> [OPDRACHT]: Schrijf alles uit de uitspraak van "De bestreden uitspraken" tot en met "de inspecteur, [naam]." over en verander daarin "heffingrente" in "belastingrente".

> [BRONTEKST]:
------

Rechtbank Breda, 27-01-2010, BN2578, 09/3646
Rechtbank Breda, 27-01-2010, BN2578, 09/3646
Gegevens
- Instantie
- Rechtbank Breda
- Datum uitspraak
- 27 januari 2010
- Datum publicatie
- 28 juli 2010
- ECLI
- ECLI:NL:RBBRE:2010:BN2578
- Zaaknummer
- 09/3646
Inhoudsindicatie
Deze uitspraak wordt gepubliceerd op verzoek. De rechtbank had de uitspraak niet voor publicatie geselecteerd. Om die reden is er geen samenvatting.
Uitspraak
RECHTBANK BREDA
Sector bestuursrecht, enkelvoudige belastingkamer
Procedurenummer: AWB 09/3646
Uitspraakdatum: 27 januari 2010
Proces-verbaal van de mondelinge uitspraak als bedoeld in afdeling 8.2.6 van de Algemene wet bestuursrecht (Awb) juncto artikel 27d van de Algemene wet inzake rijksbelastingen (AWR) in het geding tussen
[belanghebbende] BV, gevestigd te [plaatsnaam],
eiseres,
en
de inspecteur van de Belastingdienst/Zuidwest, kantoor Roosendaal,
verweerder.
Eiseres wordt hierna belanghebbende genoemd en verweerder inspecteur.
De bestreden uitspraken op bezwaar
De uitspraken van de inspecteur van 17 juli 2009 op het bezwaar van belanghebbende tegen de aan belanghebbende voor het tijdvak 1 januari 2006 tot en met 31 december 2008 opgelegde naheffingsaanslag loonbelasting en premie volksverzekeringen naar een bedrag van € 22.568 en in dezelfde aanslag begrepen heffingrente van € 1.738, aanslagnummer [aanslag]A.850.0 (hierna: de aanslag).
Zitting
Het onderzoek ter zitting heeft plaatsgevonden op 13 januari 2010 te Breda.
Aldaar zijn verschenen en gehoord, namens belanghebbende [namen], alsmede namens de inspecteur, [naam].

------

> [GEGEVEN INFORMATIE]:
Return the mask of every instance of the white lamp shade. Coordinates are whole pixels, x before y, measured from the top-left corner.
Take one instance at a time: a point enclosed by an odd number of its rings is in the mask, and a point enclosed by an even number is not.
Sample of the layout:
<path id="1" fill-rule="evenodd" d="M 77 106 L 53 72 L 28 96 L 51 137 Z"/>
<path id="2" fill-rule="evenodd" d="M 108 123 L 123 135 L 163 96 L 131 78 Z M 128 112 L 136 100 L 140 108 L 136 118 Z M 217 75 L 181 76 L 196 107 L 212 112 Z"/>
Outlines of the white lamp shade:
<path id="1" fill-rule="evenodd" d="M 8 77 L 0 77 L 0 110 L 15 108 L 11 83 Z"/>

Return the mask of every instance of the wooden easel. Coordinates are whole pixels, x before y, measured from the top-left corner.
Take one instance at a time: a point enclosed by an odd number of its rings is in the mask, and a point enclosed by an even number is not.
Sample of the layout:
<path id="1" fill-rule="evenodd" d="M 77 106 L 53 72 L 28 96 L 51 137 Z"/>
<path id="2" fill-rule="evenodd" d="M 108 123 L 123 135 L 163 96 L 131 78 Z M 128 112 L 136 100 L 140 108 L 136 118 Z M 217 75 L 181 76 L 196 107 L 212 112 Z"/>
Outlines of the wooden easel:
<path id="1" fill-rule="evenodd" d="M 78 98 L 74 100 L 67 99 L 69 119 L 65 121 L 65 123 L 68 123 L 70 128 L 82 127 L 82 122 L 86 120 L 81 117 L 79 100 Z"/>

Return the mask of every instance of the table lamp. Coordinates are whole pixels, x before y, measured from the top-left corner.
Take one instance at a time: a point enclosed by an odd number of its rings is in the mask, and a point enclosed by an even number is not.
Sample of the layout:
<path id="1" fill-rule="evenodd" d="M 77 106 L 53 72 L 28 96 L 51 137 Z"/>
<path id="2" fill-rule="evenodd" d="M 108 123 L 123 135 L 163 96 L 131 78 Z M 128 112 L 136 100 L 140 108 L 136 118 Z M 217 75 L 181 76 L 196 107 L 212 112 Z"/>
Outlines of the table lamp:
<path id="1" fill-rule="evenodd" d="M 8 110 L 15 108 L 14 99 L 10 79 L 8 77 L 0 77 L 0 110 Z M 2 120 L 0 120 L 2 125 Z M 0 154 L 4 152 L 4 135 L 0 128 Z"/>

------

> [ANTWOORD]:
De bestreden uitspraken op bezwaar
De uitspraken van de inspecteur van 17 juli 2009 op het bezwaar van belanghebbende tegen de aan belanghebbende voor het tijdvak 1 januari 2006 tot en met 31 december 2008 opgelegde naheffingsaanslag loonbelasting en premie volksverzekeringen naar een bedrag van € 22.568 en in dezelfde aanslag begrepen belastingrente van € 1.738, aanslagnummer [aanslag]A.850.0 (hierna: de aanslag).
Zitting
Het onderzoek ter zitting heeft plaatsgevonden op 13 januari 2010 te Breda.
Aldaar zijn verschenen en gehoord, namens belanghebbende [namen], alsmede namens de inspecteur, [naam].